# SELECTION
Here’s my guide to must visit landmarks and monuments in Southern France. This guide will particularly appeal to culture vultures and history buffs.
Southern France is a living history book. It’s sheer perfection and just packed with some of Europe’s best cultural attractions. You’ll be in seventh heaven. I promise.
Because this guide is culture-focused, I’ve left out the glitzy Riviera beaches. That’s a different kind of trip. Here, I focus on must see landmarks in Provence and Occitanie, naturally beautiful regions where the ever-present sunshine casts a luminescent glow on the historic goodies and crooked olive groves.
Two thousand years ago, southern France was part of Roman Gaul, so you’ll get a heady sampling of ancient Roman ruins. It’s also littered with UNESCO sites, doughty medieval fortresses, grand churches, and lavender fields, Ahhhhh! Je l’adore.
Southern France is so mesmerizing I can’t wait to go back for another geographical cure.

# EXTRACTED RECORDS
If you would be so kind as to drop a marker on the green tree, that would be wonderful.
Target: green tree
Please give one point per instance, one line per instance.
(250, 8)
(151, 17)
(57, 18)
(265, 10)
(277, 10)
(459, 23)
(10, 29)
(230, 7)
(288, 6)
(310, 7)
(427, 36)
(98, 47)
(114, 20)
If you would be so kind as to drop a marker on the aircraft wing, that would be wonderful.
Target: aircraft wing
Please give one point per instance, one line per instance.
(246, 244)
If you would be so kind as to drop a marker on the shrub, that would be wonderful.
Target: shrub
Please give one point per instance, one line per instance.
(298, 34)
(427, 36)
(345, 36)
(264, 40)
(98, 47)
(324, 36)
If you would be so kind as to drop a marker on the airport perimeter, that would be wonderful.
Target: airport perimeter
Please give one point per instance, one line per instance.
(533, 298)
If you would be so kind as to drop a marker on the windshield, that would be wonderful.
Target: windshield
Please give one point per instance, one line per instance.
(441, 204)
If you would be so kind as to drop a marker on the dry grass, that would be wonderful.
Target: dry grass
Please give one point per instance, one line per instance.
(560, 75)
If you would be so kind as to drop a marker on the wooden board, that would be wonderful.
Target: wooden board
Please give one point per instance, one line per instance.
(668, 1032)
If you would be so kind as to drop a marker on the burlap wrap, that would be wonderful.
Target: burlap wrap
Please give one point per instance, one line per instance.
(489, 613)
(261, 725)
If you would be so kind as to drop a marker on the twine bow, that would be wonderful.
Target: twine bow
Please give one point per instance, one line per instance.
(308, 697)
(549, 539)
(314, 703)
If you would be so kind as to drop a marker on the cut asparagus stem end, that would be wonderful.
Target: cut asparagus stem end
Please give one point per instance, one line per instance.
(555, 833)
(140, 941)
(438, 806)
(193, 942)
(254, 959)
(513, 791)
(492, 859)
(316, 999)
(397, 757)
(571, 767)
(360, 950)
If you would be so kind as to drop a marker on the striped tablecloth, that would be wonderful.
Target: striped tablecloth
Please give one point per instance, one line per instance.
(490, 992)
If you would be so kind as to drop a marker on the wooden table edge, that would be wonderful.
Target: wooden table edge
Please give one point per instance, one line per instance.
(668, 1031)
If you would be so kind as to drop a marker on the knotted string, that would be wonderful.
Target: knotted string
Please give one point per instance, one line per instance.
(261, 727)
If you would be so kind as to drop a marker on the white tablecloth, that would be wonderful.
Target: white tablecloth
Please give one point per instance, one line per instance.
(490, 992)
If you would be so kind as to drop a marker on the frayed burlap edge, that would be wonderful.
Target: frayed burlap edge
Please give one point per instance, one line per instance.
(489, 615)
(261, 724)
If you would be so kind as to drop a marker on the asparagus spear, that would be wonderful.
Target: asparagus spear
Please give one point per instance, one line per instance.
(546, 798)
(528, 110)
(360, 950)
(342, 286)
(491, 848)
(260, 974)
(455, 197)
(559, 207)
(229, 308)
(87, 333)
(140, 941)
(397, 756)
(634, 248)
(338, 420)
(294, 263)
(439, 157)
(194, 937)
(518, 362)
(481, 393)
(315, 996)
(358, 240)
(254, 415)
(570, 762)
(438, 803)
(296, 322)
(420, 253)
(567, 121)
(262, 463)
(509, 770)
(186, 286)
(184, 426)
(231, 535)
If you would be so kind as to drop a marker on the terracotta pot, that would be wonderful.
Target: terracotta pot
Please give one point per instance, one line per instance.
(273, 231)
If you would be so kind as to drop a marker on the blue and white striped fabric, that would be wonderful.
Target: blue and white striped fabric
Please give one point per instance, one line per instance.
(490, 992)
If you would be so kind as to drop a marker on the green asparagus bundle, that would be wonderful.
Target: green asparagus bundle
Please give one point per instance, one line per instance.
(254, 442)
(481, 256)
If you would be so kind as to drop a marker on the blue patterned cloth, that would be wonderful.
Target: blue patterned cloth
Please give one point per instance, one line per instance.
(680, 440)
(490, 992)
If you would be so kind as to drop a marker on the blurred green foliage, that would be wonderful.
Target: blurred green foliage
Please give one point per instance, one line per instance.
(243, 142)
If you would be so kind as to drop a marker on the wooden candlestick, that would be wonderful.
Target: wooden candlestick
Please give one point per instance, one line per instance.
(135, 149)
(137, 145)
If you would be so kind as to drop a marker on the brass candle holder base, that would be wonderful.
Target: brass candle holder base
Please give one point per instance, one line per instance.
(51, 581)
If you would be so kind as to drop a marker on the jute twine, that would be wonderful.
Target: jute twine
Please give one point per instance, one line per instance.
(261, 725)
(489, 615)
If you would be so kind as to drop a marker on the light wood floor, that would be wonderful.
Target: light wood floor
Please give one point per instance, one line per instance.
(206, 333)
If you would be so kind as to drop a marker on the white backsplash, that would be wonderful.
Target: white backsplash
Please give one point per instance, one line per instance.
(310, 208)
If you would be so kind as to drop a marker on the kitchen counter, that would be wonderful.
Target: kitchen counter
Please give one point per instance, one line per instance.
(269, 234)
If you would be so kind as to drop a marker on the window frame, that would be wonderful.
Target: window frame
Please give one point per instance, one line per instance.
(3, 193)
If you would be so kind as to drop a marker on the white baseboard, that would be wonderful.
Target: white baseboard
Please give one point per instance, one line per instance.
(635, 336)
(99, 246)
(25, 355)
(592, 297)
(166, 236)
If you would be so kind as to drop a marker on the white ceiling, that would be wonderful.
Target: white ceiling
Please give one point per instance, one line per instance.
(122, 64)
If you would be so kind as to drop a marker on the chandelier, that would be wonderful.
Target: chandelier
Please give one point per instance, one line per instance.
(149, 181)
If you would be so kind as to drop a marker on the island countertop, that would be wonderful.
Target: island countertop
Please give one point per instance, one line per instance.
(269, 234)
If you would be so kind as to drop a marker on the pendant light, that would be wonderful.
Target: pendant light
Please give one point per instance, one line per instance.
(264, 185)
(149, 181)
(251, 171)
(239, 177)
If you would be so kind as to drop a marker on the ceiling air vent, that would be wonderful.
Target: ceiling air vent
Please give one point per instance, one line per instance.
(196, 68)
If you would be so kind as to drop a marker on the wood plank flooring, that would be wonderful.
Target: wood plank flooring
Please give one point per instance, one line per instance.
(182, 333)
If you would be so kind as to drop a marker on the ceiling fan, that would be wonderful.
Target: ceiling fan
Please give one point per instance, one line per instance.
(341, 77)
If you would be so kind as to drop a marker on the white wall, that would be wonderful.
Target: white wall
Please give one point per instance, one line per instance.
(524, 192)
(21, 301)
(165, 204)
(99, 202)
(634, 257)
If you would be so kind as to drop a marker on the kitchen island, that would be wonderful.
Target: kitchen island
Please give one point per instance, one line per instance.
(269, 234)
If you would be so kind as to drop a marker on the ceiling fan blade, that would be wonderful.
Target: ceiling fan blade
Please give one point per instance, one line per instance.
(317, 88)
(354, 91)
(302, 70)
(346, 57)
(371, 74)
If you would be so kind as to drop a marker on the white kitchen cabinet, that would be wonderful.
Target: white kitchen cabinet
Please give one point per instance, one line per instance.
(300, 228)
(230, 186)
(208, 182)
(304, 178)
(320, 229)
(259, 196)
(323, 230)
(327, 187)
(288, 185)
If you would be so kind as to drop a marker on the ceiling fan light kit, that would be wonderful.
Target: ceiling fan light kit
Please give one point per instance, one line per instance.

# PROBLEMS AND TASKS
[A] Tally the lines in the listing that contain the word "foliage", and give only that number.
[B] Pick up the guide to Southern France's landmarks after its final sentence and keep writing it.

# PER-TASK ANSWERS
[A] 2

[B]
In the meantime, I’m giving you the full scoop on all the best landmarks and places to go in southern France for history lovers. From Toulouse to Avignon, it could take days or week to discover southern France. Hopefully, you’ve got a good chunk of time to soak in the sumptuous sites on offer.
Unmissable Landmarks in Southern France
Here’s my list of the must visit landmarks and attractions in the south of France:
1. Albi: a UNESCO Town Covered in Brick
Albi is a serious town, with a weighty history, a wondrous must see destination in southwest France. Albi was listed as a UNESCO site in 2010 and is a strangely affecting place, despite the weight of its past or perhaps because of it.
Situated on the Tarn River, Albi is a perfect combination of medieval architecture and a vibrate urban center. Albi is an episcopal city, clad in orange-red brick and militaristic architecture.
The town symbolizes the Catholic victory over the pesky Cathar rebels, a monkish religious sect that defied accepted convention (more on that below).
Albi has two truly imposing citadels, the Albi Cathedral and the Berbie Palace, that are UNESCO-listed.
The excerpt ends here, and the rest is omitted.